# [TASK 1]
Rewrite the paragraph of the abstract on trace-element resorption in leaves that begins "1. Leaf nutrient resorption is a critical" as a bulleted list, keeping its main facts.
# [TASK 2]
Summarize the abstract on trace-element resorption in leaves in two sentences.

# [EXTRACT]
'''

Chen, Hao et al. (2021), Global resorption efficiencies of trace elements in leaves of terrestrial plants, Dryad, Dataset,


1. Leaf nutrient resorption is a critical nutrient conservation strategy. Previous studies focus mainly on resorption patterns of macronutrients, but resorption patterns of trace elements remain poorly understood. 2. A meta-analysis was conducted to explore the general patterns of the leaf resorption of eight trace elements [i.e., copper (Cu), molybdenum (Mo), zinc (Zn), boron (B), manganese (Mn), sodium (Na), aluminum (Al), and iron (Fe)], and a macronutrient [i.e., sulfur (S)] using data collected from 53 published studies. 3. Sulfur (49.6%) had the highest average resorption efficiency followed by Cu (30.3%), Mo (29.5%), Zn (19.5%), and B (17.6%). Two structural elements, Na and Mn, were not resorbed, whereas two potentially toxic elements, Al (–55.6%) and Fe (–25.4%), were accumulated in senesced leaves. Both climatic factors and growth types affected leaf nutrient resorption efficiency, but the magnitudes and directions of the effects differed greatly between S and the trace elements. The resorption efficiencies of S, Cu, Mo, and Zn decreased as leaf nutrient concentrations increased, but the structural or potentially toxic elements (i.e., B, Mn, Na, Fe, and Al) presented no response or opposite trends. 4. Our results provide global mean resorption efficiencies of trace elements for the first time, and highlight that structural and potentially toxic elements have relatively lower or no leaf resorption, which should be fully considered in biogeochemical models.

'''

# [Data excerpts]
'''

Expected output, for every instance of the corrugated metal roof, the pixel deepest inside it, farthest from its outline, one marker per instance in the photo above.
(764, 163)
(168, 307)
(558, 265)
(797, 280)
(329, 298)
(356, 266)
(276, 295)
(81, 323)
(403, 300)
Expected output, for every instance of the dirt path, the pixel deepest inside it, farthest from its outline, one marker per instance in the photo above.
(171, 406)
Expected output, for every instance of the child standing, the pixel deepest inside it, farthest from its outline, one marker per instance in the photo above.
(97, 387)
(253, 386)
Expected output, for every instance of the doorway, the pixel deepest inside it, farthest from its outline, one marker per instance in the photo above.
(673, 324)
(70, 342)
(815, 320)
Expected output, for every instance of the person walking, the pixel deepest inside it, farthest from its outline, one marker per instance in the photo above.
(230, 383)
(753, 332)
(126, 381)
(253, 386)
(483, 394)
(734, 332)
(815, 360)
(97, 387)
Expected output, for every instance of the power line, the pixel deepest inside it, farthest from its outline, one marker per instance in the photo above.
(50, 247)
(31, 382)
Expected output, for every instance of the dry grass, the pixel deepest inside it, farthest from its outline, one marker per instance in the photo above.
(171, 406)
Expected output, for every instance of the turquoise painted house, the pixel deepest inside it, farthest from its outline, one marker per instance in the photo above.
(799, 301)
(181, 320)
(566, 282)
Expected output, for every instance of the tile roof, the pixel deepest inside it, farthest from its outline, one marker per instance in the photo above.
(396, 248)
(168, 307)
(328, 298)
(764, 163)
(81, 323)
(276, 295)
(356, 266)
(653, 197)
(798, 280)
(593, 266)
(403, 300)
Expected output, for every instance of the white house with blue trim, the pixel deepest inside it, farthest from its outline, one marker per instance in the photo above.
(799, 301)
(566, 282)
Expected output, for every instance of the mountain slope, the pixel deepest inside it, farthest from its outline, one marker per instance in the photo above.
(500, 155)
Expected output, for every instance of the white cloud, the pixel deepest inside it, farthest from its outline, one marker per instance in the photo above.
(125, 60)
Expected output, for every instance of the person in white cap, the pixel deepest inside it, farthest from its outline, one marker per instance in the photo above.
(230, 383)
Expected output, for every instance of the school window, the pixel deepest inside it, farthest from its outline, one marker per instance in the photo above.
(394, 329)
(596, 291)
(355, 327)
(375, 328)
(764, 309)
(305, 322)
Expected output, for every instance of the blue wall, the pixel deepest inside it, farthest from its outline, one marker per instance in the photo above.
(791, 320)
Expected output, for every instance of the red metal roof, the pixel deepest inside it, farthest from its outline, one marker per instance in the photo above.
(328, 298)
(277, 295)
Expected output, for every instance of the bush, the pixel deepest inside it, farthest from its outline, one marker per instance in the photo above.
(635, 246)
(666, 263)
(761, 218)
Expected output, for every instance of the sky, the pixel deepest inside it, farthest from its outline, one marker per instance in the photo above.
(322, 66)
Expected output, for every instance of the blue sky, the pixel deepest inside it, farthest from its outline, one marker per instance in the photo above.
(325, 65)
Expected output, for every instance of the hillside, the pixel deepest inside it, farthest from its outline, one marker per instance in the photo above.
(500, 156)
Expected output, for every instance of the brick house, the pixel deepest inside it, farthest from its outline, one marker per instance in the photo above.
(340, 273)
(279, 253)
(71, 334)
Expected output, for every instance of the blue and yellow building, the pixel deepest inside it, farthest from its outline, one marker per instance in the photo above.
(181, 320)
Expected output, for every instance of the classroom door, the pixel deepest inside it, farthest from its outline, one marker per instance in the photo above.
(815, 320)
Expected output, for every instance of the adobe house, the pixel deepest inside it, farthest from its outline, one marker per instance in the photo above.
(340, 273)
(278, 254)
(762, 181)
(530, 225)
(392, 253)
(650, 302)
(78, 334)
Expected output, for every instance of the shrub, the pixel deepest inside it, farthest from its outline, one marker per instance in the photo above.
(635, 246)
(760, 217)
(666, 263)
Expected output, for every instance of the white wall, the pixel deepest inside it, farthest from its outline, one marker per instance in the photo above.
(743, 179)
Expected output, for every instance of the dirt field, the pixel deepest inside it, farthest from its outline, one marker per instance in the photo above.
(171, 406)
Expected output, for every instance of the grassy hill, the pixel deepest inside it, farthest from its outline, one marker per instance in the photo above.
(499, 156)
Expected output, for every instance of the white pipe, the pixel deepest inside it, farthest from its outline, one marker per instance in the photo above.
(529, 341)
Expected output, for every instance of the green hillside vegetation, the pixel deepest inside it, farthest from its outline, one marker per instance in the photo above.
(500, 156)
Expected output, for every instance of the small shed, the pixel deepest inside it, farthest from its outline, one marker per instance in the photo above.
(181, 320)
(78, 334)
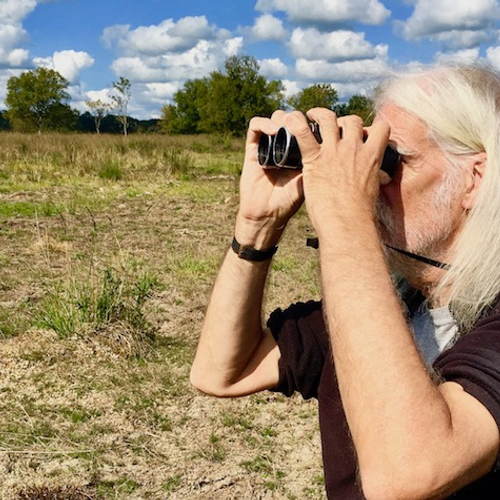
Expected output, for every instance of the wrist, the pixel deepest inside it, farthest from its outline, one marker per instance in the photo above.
(259, 235)
(246, 252)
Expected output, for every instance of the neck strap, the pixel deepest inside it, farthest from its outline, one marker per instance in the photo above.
(313, 242)
(421, 258)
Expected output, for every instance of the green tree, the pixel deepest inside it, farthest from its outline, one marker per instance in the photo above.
(98, 110)
(121, 98)
(4, 123)
(185, 117)
(357, 105)
(223, 102)
(321, 95)
(238, 94)
(37, 100)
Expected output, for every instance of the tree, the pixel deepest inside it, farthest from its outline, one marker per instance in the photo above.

'''

# [YOUR SOLUTION 1]
- Leaf nutrient resorption is a critical nutrient conservation strategy. Earlier studies focused mainly on macronutrients, so trace-element resorption remains poorly understood.
- A meta-analysis of data from 53 published studies examined leaf resorption of eight trace elements (Cu, Mo, Zn, B, Mn, Na, Al, Fe) and one macronutrient (S).
- Sulfur had the highest average resorption efficiency (49.6%), followed by Cu (30.3%), Mo (29.5%), Zn (19.5%), and B (17.6%).
- Na and Mn were not resorbed, while Al (–55.6%) and Fe (–25.4%) accumulated in senesced leaves.
- Climatic factors and growth types both affected resorption efficiency. The size and direction of these effects differed greatly between S and the trace elements.
- Resorption efficiencies of S, Cu, Mo, and Zn fell as leaf nutrient concentrations rose. B, Mn, Na, Fe, and Al showed no response or the opposite trend.
- The results give the first global mean resorption efficiencies for trace elements. They show that structural and potentially toxic elements have relatively lower or no leaf resorption, which biogeochemical models should fully consider.

# [YOUR SOLUTION 2]
A meta-analysis of 53 published studies found that sulfur had the highest average leaf resorption efficiency (49.6%), followed by copper, molybdenum, zinc, and boron. Sodium and manganese were not resorbed, and aluminum and iron accumulated in senesced leaves, which the authors say biogeochemical models should fully consider.